-- EXERCISE AIM --
Every line of the records below should be restated exactly.

+++

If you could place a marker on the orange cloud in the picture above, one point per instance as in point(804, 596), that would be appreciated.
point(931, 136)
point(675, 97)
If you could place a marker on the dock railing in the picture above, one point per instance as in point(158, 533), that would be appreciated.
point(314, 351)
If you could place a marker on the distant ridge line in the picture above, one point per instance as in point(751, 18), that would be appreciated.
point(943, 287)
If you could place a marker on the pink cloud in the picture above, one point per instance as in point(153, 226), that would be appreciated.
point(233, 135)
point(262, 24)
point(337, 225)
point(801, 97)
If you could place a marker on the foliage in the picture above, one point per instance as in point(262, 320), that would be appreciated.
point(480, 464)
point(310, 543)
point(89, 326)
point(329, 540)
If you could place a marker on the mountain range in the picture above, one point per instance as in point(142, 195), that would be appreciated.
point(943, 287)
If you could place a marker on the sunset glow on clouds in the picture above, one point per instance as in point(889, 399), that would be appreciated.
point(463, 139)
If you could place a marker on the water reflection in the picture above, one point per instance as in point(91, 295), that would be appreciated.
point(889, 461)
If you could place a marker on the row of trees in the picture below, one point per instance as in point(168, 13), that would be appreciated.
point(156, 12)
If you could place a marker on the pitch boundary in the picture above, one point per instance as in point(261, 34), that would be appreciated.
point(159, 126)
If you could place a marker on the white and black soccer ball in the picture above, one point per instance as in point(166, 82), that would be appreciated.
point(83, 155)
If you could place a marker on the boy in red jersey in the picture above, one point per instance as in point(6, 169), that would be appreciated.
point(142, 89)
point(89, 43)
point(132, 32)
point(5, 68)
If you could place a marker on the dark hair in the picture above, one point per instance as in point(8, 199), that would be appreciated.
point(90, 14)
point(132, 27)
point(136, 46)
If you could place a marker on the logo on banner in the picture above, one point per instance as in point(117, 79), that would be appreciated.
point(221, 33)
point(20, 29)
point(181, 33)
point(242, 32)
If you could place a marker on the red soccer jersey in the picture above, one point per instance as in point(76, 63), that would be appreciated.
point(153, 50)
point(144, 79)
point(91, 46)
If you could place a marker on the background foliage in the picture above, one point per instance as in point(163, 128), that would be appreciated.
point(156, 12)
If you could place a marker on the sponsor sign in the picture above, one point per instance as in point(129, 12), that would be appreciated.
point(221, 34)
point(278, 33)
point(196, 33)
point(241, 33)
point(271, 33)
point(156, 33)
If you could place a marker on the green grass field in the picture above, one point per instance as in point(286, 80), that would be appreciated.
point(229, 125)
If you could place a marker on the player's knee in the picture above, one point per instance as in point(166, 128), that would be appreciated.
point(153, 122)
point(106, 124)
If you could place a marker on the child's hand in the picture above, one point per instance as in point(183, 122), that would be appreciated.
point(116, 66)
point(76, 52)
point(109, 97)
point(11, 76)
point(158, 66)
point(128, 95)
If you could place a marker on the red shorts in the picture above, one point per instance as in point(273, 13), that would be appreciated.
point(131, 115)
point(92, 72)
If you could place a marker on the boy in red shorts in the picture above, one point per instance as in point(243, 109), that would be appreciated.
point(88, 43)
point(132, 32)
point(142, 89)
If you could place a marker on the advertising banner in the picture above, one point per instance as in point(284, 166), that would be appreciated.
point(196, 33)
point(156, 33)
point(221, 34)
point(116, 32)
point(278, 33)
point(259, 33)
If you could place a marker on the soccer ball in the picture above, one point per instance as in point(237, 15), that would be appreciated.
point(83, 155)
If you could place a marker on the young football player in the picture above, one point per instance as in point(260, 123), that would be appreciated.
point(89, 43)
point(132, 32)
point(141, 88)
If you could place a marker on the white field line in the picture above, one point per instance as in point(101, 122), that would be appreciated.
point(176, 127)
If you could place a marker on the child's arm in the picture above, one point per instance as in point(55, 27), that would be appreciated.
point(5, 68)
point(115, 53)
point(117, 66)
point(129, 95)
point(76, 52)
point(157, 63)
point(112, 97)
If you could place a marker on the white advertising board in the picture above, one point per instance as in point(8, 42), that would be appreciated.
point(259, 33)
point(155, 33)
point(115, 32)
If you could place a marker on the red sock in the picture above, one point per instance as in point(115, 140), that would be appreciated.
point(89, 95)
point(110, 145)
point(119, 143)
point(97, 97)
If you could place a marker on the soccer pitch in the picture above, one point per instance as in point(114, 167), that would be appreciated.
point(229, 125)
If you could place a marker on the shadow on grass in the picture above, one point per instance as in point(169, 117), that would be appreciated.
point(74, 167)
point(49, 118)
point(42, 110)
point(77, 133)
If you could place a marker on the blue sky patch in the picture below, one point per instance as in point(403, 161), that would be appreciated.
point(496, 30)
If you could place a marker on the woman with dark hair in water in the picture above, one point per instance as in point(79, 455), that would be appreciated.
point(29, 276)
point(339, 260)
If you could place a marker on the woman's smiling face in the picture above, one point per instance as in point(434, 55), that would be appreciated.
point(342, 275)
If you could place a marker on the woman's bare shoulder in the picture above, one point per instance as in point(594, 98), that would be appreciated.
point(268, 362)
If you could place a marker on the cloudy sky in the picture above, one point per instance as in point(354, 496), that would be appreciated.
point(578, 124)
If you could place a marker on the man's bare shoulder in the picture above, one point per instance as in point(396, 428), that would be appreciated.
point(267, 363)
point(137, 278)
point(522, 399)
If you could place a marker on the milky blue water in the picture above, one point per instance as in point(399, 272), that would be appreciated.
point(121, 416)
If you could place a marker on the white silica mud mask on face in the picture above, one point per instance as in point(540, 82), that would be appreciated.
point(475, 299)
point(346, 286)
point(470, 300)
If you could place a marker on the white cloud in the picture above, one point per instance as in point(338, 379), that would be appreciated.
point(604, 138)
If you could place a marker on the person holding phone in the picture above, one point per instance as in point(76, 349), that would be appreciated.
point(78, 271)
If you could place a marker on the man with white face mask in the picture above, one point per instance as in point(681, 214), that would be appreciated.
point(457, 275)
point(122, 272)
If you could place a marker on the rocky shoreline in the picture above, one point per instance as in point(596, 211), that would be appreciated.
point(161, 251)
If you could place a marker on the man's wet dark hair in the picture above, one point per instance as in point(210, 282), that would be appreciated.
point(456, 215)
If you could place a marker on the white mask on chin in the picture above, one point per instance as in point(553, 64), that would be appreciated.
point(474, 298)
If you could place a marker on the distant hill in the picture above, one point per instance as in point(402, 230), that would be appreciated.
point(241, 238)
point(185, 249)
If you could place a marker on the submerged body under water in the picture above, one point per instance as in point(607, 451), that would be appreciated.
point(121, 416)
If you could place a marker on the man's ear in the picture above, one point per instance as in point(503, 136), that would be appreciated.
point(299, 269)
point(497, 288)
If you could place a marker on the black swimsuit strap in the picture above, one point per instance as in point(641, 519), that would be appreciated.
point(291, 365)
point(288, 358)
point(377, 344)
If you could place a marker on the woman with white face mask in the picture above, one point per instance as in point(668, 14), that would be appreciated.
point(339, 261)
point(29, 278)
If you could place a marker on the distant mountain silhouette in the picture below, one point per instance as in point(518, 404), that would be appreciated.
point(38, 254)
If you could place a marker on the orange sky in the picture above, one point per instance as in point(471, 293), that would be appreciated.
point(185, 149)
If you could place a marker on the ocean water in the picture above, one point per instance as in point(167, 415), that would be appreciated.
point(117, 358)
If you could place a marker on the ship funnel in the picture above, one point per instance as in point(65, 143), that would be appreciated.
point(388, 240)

+++

-- YOUR SOLUTION --
If you could place a marker on the orange cloud in the picture above, one point per instance as in point(804, 596), that would be appreciated.
point(931, 136)
point(675, 97)
If you could place a marker on the dock railing in the picture above, one point per instance as in point(158, 533), that would be appreciated.
point(314, 351)
If you could place a marker on the distant ridge line in the picture above, one point per instance as in point(751, 18), that would be appreciated.
point(943, 287)
If you could place a marker on the pink cloud in the picture above, one point per instance as in point(153, 226), that would be appreciated.
point(233, 135)
point(262, 24)
point(337, 225)
point(801, 97)
If you could place a marker on the foliage in the picture above, one point per instance as in point(262, 320), that would be appreciated.
point(480, 464)
point(310, 543)
point(89, 326)
point(329, 540)
If you could place a marker on the mountain range in the picture above, one point per instance as in point(142, 195), that would be appreciated.
point(943, 287)
If you could place a marker on the sunset glow on clouds in the picture above, one point per instance as in point(889, 399), that would be appreciated.
point(463, 139)
If you could place a marker on the water reflection in the picture above, one point per instance as in point(91, 295), that would be appreciated.
point(889, 461)
If you could place a marker on the row of trees in the picture below, one point per instance as in point(168, 13), that would be appreciated.
point(156, 12)
If you could place a marker on the pitch boundary in the picture above, one point per instance as in point(261, 34), that would be appreciated.
point(159, 126)
If you could place a marker on the white and black soccer ball in the picture above, one point per instance as in point(166, 82), that would be appreciated.
point(83, 155)
If you could place a marker on the boy in red jersey in the picture above, one point per instance as in point(6, 169), that would be appreciated.
point(142, 89)
point(89, 43)
point(132, 32)
point(5, 68)
If you could place a marker on the dark hair in the picture above, one point per instance as in point(8, 199), that would be appreciated.
point(90, 14)
point(132, 27)
point(136, 46)
If you could place a marker on the logo on banner in the picture above, one point per instance as in point(117, 79), that would be appreciated.
point(221, 33)
point(20, 29)
point(181, 33)
point(242, 32)
If you could place a marker on the red soccer jersey in the picture above, one point per instance as in point(76, 63), that would be appreciated.
point(153, 50)
point(144, 79)
point(91, 46)
If you could place a marker on the background foliage in the picture above, one point per instance as in point(163, 128), that would be appreciated.
point(156, 12)
If you could place a marker on the sponsor sign in the picture above, one point per instance as in point(129, 12), that would be appreciated.
point(221, 34)
point(278, 33)
point(196, 33)
point(241, 33)
point(271, 33)
point(156, 33)
If you could place a marker on the green grass field in the picture above, one point per instance as in point(286, 80), that would be appreciated.
point(229, 125)
If you could place a marker on the player's knee in the picture above, one point per instance as in point(166, 128), that would be appreciated.
point(153, 122)
point(106, 124)
If you could place a marker on the child's hand in the picture above, one point per instance as in point(183, 122), that would be appreciated.
point(116, 66)
point(76, 52)
point(109, 97)
point(11, 76)
point(158, 66)
point(128, 95)
If you could place a marker on the red shorts in the picture above, one point per instance as in point(273, 13), that would be appreciated.
point(131, 115)
point(92, 72)
If you could place a marker on the boy in red shorts in the picture above, one point per instance as in point(243, 109), that would be appreciated.
point(88, 43)
point(132, 32)
point(142, 89)
If you could place a marker on the advertising banner in the picture above, one point per instance as in point(284, 166), that would be appreciated.
point(196, 33)
point(156, 33)
point(221, 34)
point(116, 32)
point(278, 33)
point(259, 33)
If you could place a marker on the soccer ball in the picture above, one point per instance as in point(237, 15), that would be appreciated.
point(83, 155)
If you could place a marker on the young football player in the picture above, one point per instance as in point(260, 123), that would be appreciated.
point(89, 43)
point(132, 32)
point(141, 88)
If you could place a marker on the white field line in the picture above, one point per instance as in point(101, 122), that would be appreciated.
point(176, 127)
If you could place a marker on the child's arm in the picture above, one point per instance as in point(55, 27), that would be appreciated.
point(5, 68)
point(115, 53)
point(117, 66)
point(129, 95)
point(76, 52)
point(157, 63)
point(112, 97)
If you could place a marker on the white advertising board in the picture above, one point per instance as in point(8, 42), that would be appreciated.
point(259, 33)
point(155, 33)
point(115, 32)
If you could place a marker on the red sock in the picture above, one point per instance as in point(115, 140), that would be appreciated.
point(89, 95)
point(110, 145)
point(119, 143)
point(97, 97)
If you could place a marker on the soccer pitch in the picture above, one point per instance as in point(114, 167), that would be appreciated.
point(229, 125)
If you could place a marker on the shadow on grass in the picture above, one point per instance as in point(169, 117), that would be appreciated.
point(74, 167)
point(49, 118)
point(42, 110)
point(77, 133)
If you could place a marker on the blue sky patch in the picture below, one point per instance as in point(403, 161), that would be appreciated.
point(496, 30)
If you could place a marker on the woman with dark hair in water in the picture above, one point per instance as in point(79, 455), that would be appreciated.
point(29, 276)
point(339, 260)
If you could place a marker on the woman's smiling face in the picture above, one point per instance as in point(434, 55), that would be appreciated.
point(342, 275)
If you could place a marker on the woman's bare shoulder in the picture above, one point per instance as in point(594, 98), that would be appreciated.
point(268, 362)
If you could place a marker on the cloudy sky in the picture above, one point per instance as in point(354, 496), that would be appreciated.
point(578, 124)
If you could place a marker on the man's bare shoulder in the picture above, one point per instance as in point(396, 428), that would be appreciated.
point(267, 363)
point(137, 278)
point(522, 399)
If you could place a marker on the milky blue water in the picture above, one point per instance as in point(399, 272), that would be appreciated.
point(121, 416)
If you could place a marker on the white silica mud mask on face in the picture above, one point per instance as in point(540, 82), that would be appreciated.
point(475, 299)
point(346, 286)
point(470, 300)
If you could place a marker on the white cloud in the picture above, one point per instance as in point(338, 379), that would be appreciated.
point(604, 138)
If you could place a marker on the person holding phone in the picture above, one point per instance as in point(76, 349), that would be appreciated.
point(78, 271)
If you could place a marker on the man with white face mask in the picture above, one point per instance as in point(681, 214), that would be appreciated.
point(457, 275)
point(122, 272)
If you could place a marker on the rocky shoreline in the picture above, one point per instance as in point(596, 211), that would be appreciated.
point(161, 251)
If you could place a marker on the man's wet dark hair in the picture above, one point per instance as in point(210, 282), that would be appreciated.
point(456, 215)
If you could place a marker on the white mask on chin in the picture above, one point per instance as in point(553, 64), that would be appreciated.
point(474, 298)
If you could place a marker on the distant hill in the picture above, one point per instance as in point(402, 230), that would be appreciated.
point(241, 238)
point(185, 249)
If you could place a marker on the submerged body under water in the picture above, one point per instance as in point(607, 451), that would be appreciated.
point(121, 416)
If you could place a marker on the man's ear in the picture above, one point per instance as in point(503, 136), that would be appreciated.
point(299, 269)
point(497, 288)
If you could place a marker on the black swimsuit strap in the picture above, one point per instance as in point(641, 519), that would be appreciated.
point(291, 365)
point(288, 358)
point(377, 344)
If you could place a marker on the woman with white face mask in the picture above, one point per instance as in point(668, 14), that would be appreciated.
point(339, 261)
point(29, 278)
If you could place a marker on the distant mountain silhouette in the picture below, one point per instance as in point(518, 404), that would be appreciated.
point(38, 254)
If you could place a marker on the orange sky in the picture above, one point per instance as in point(471, 293), that would be appreciated.
point(185, 149)
If you could place a marker on the ocean water in the picture above, one point per instance as in point(167, 415), that would be appreciated.
point(117, 358)
If you could place a marker on the ship funnel in the picture above, one point per instance as in point(65, 143), that would be appreciated.
point(388, 240)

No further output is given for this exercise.